Instructions for the task: State how many lines of the records below contain the string "sailing" with its letter case matching exactly. Give only the number.
#### Given information
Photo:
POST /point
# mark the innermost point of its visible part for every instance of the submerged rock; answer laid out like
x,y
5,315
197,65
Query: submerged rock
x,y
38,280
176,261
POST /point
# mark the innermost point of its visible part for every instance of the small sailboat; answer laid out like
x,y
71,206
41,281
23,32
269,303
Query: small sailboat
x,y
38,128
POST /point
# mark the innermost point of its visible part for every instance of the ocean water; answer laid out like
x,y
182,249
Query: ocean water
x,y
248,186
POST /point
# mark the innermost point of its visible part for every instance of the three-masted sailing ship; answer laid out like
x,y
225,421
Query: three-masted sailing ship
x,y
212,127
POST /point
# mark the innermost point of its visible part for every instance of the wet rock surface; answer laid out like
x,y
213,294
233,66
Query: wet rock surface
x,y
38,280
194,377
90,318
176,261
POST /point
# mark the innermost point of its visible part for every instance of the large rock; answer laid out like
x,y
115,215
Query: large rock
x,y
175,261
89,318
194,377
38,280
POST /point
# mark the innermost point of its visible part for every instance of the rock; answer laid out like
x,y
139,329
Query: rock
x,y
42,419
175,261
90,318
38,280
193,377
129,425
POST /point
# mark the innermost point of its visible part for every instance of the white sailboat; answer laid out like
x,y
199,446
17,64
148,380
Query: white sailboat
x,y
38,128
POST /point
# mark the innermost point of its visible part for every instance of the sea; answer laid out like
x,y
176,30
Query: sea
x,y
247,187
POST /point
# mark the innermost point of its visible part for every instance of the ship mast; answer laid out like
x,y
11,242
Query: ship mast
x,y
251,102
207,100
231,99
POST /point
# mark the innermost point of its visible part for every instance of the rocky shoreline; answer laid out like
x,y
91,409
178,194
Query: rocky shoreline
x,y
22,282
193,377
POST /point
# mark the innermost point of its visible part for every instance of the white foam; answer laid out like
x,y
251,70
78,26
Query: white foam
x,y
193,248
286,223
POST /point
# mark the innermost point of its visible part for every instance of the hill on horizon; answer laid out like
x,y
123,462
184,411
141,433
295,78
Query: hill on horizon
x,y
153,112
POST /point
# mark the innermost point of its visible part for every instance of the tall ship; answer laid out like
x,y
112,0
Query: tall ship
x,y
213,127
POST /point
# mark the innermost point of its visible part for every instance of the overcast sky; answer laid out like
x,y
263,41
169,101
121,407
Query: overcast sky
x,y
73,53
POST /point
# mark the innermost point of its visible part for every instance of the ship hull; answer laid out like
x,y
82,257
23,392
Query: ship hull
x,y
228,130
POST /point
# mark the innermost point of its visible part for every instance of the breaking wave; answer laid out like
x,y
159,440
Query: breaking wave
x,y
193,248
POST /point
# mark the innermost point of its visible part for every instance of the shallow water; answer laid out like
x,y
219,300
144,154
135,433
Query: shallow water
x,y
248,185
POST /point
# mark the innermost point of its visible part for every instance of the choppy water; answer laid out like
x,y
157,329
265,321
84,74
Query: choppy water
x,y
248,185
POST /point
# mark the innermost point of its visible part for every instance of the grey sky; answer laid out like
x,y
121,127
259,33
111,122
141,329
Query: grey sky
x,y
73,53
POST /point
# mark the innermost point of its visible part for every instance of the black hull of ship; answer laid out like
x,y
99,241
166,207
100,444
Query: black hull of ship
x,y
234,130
########
Written response: 2